Yang Dikerjakan =>
- 1) Apakah setiap pernyataan berikut sesuai dengan kutipan tentang menjadi orangtua? (a) Anak lelaki tertua penulis berumur 12 tahun. (b) Penulis baru mulai membayangkan diri sebagai ayah setelah menjadi orangtua. (c) Pertanyaan sang anak seringkali sebenarnya bersifat konyol. Jawab ya atau tidak untuk masing-masing dengan kata-kata penentu dari kutipan, dikutip persis.
- 2) Tuliskan ulang tanpa perubahan bagian kutipan tentang menjadi orangtua, mulai dari "Leader dan Benang" sampai dengan "tak perlu dijawab.".

Tuesday, May 08, 2012

Leader dan Benang Kusut


Anak lelaki tertua saya berumur 12 tahun. Sebagaimana anak seusianya, sering secara tiba-tiba mengajukan pertanyaan-pertanyaan yang mengejutkan. Pertanyaan soal seks, pelajaran sekolah yang kita sudah lama lupakan (atau ingin dilupakan karena memang tidak kita sukai), dan lain-lain, bahkan seringkali pertanyaan itu sebenarnya bersifat konyol dan tak perlu dijawab.
Jauh sebelum saya jadi orangtua, baru dalam tahap membayangkan diri saya menjadi ayah, dulu saya sudah punya imajinasi, punya obsesi, dan punya ratusan andaikata tentang bagaimana menjadi dan bersikap sebagai orangtua - terutama bercermin dari apa yang orangtua kita lakukan.

Bahan =>
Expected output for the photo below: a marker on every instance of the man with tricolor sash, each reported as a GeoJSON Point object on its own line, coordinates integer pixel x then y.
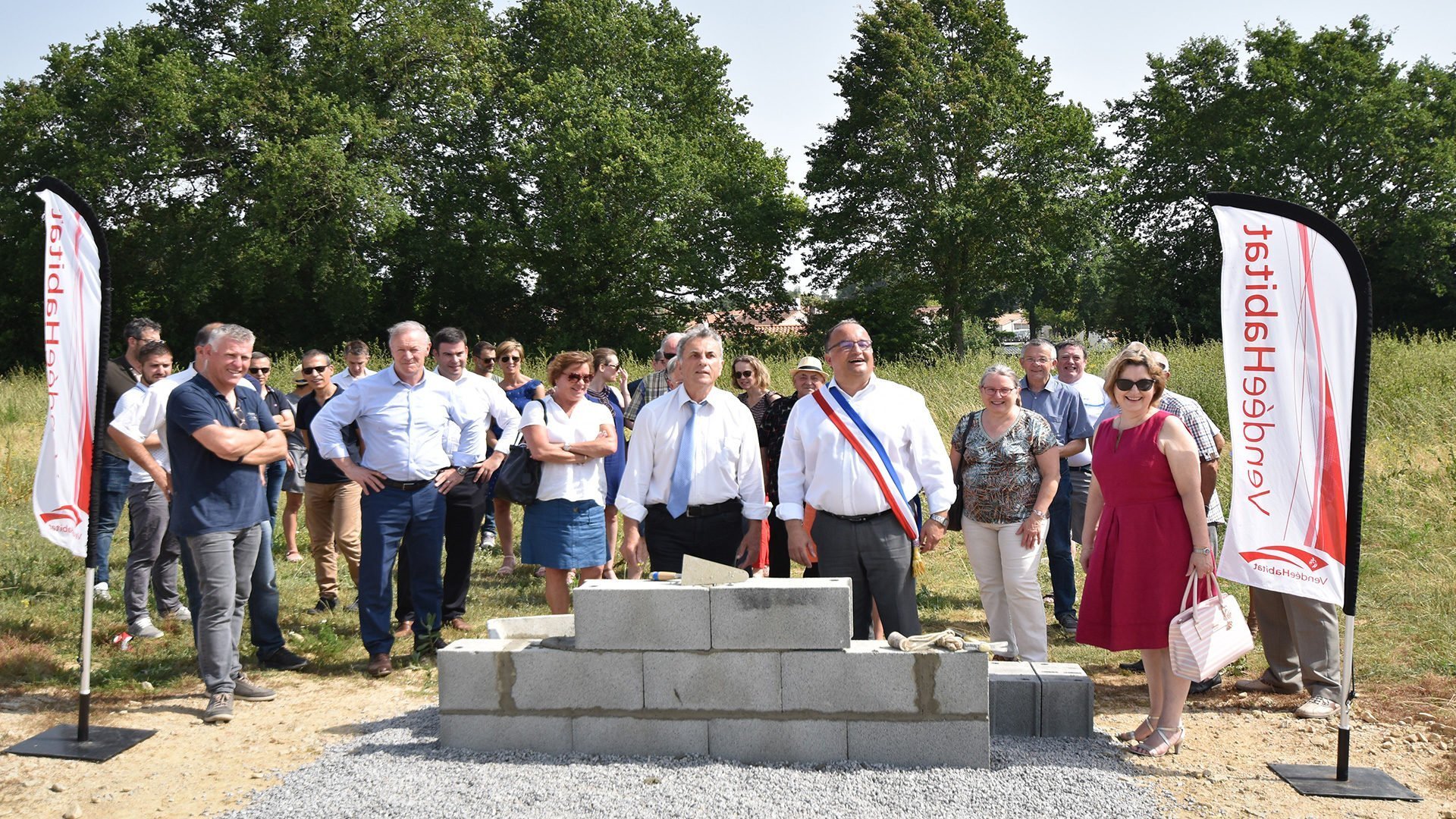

Jawaban Berikut =>
- 1)
(a) Ya: "Anak lelaki tertua saya berumur 12 tahun."
(b) Tidak: "Jauh sebelum saya jadi orangtua, baru dalam tahap membayangkan diri saya menjadi ayah, dulu saya sudah punya imajinasi"
(c) Ya: "bahkan seringkali pertanyaan itu sebenarnya bersifat konyol dan tak perlu dijawab"

- 2)
Leader dan Benang Kusut


Anak lelaki tertua saya berumur 12 tahun. Sebagaimana anak seusianya, sering secara tiba-tiba mengajukan pertanyaan-pertanyaan yang mengejutkan. Pertanyaan soal seks, pelajaran sekolah yang kita sudah lama lupakan (atau ingin dilupakan karena memang tidak kita sukai), dan lain-lain, bahkan seringkali pertanyaan itu sebenarnya bersifat konyol dan tak perlu dijawab.